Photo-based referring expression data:
· · ·

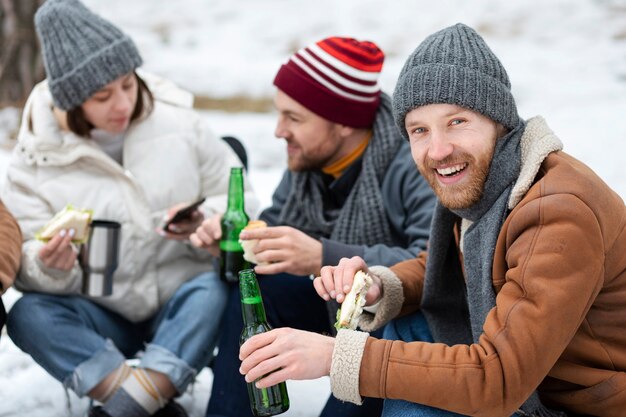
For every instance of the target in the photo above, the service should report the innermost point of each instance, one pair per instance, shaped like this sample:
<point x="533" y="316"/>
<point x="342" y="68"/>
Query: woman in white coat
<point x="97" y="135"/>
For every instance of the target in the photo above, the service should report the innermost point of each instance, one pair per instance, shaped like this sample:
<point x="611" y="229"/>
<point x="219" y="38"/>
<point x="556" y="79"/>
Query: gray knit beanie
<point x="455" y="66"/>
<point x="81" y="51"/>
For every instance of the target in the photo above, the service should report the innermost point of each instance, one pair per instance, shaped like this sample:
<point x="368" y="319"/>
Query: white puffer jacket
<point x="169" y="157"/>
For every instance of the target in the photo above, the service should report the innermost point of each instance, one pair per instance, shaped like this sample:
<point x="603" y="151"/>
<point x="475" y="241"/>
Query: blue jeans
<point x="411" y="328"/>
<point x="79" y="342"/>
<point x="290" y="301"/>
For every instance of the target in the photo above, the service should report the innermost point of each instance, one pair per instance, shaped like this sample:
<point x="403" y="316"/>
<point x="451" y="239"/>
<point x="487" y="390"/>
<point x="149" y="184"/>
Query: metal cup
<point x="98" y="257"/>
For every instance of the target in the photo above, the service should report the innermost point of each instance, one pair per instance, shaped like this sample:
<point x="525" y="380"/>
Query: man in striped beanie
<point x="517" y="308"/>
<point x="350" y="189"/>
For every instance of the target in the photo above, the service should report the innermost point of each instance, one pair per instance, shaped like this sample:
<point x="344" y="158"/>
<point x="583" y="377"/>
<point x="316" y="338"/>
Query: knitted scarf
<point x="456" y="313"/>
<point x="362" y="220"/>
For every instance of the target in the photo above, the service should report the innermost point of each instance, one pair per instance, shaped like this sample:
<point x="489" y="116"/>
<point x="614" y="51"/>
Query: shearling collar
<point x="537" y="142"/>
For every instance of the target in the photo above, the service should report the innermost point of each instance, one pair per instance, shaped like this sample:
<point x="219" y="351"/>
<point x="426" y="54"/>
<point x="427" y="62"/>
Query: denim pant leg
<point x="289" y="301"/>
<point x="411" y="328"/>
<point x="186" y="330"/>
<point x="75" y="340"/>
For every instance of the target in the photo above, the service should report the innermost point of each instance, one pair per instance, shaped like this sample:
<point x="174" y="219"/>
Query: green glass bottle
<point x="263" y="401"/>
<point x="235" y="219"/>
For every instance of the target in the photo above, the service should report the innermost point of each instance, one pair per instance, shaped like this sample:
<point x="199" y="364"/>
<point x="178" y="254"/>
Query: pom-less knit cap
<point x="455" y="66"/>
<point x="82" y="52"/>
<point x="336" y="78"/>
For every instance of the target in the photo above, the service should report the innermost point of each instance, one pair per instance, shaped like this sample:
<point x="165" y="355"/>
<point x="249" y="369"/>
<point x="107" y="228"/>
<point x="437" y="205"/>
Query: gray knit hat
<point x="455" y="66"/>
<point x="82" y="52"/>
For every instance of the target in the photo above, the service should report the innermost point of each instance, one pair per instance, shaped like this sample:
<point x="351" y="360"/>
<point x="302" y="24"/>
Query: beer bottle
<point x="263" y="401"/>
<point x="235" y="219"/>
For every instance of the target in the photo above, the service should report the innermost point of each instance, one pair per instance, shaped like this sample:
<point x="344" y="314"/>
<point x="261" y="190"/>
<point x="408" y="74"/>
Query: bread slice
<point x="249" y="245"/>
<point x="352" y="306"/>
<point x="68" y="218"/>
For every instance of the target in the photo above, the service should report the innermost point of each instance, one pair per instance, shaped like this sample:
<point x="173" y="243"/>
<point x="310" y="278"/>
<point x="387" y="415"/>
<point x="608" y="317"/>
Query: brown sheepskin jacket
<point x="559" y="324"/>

· · ·

> TASK STATEMENT
When copying the entries above, keep each word as it is and exclude any image.

> EXERCISE RESULT
For every instance of the target in the photo above, the service should report the innermost point of each instance, one pair per instance, shaped like this sample:
<point x="533" y="316"/>
<point x="342" y="68"/>
Query: woman in white coat
<point x="97" y="135"/>
For every instance of the target in the photo above, the service should report the innermost point of each instance, one pair per instance, shaped like this sample:
<point x="611" y="229"/>
<point x="219" y="38"/>
<point x="556" y="79"/>
Query: gray knit beanie
<point x="455" y="66"/>
<point x="81" y="51"/>
For every instance of the target in the photo above, the service should report the innermost point of each instance, one pair per instance, shaped like this sample:
<point x="368" y="319"/>
Query: white puffer jacket
<point x="169" y="157"/>
For every instance of the target in the photo above, the service should report the innermost point of each instance, one pair per instance, shaped like this sample:
<point x="603" y="151"/>
<point x="475" y="241"/>
Query: blue jeans
<point x="411" y="328"/>
<point x="79" y="342"/>
<point x="290" y="301"/>
For every instance of the target in the photo above, the service should report the innermost point of each instance, one pair per instance, shaped like this sample:
<point x="403" y="316"/>
<point x="451" y="239"/>
<point x="487" y="390"/>
<point x="149" y="184"/>
Query: metal cup
<point x="98" y="257"/>
For every instance of the target in the photo above, the service should report the innermost point of each instance, one pair per instance, shaped like this sample:
<point x="525" y="380"/>
Query: man in striped beanie
<point x="517" y="308"/>
<point x="350" y="189"/>
For every instance of the target in the photo above, the service should report the innermost point of each instance, one pair per instance, shaped like this sample:
<point x="344" y="158"/>
<point x="583" y="377"/>
<point x="316" y="338"/>
Query: knitted scarf
<point x="456" y="313"/>
<point x="362" y="220"/>
For every instance of the target in the photo above, the service should report the innermost point of each instance, one pair per instance, shaped like this sample:
<point x="489" y="116"/>
<point x="614" y="51"/>
Query: shearling collar
<point x="537" y="142"/>
For every instance of the target in the photo above, the service should report the innermost point of each instance, one pair per instance, shaped like this sample:
<point x="219" y="351"/>
<point x="426" y="54"/>
<point x="427" y="62"/>
Query: denim pant leg
<point x="289" y="301"/>
<point x="411" y="328"/>
<point x="186" y="330"/>
<point x="75" y="340"/>
For every instance of the target in the photo above, the service should report the innermost point of each instance, one pair per instance, shaped like this sample:
<point x="174" y="219"/>
Query: green glass bottle
<point x="263" y="401"/>
<point x="235" y="219"/>
For every instance of the target in the photo above, the service should report the innermost point of each instance, one pair per instance, shaped like this sample:
<point x="199" y="364"/>
<point x="178" y="254"/>
Query: pom-less knit cap
<point x="455" y="66"/>
<point x="82" y="52"/>
<point x="336" y="78"/>
For every instance of the target in the photo above, the service should report the innermost point of each instance, one pair per instance, shaped like this sample:
<point x="165" y="355"/>
<point x="249" y="369"/>
<point x="107" y="228"/>
<point x="437" y="205"/>
Query: gray knit hat
<point x="455" y="66"/>
<point x="82" y="52"/>
For every instance of the target in the photo above, the service should report the innermost point of each instance, one pair per instance, shaped like this sample:
<point x="351" y="360"/>
<point x="302" y="24"/>
Query: beer bottle
<point x="263" y="401"/>
<point x="235" y="219"/>
For every instance of the target in the photo above, the service should report the innermost point of each instance, one pair per instance, shaped like this sample:
<point x="344" y="314"/>
<point x="261" y="190"/>
<point x="408" y="74"/>
Query: bread slice
<point x="249" y="245"/>
<point x="352" y="306"/>
<point x="68" y="218"/>
For every instance of the target in the photo above, the service should report the innermost point of each instance, one pair per instance, shaped like this sample:
<point x="173" y="243"/>
<point x="310" y="278"/>
<point x="387" y="415"/>
<point x="608" y="317"/>
Query: brown sheepskin jacket
<point x="559" y="324"/>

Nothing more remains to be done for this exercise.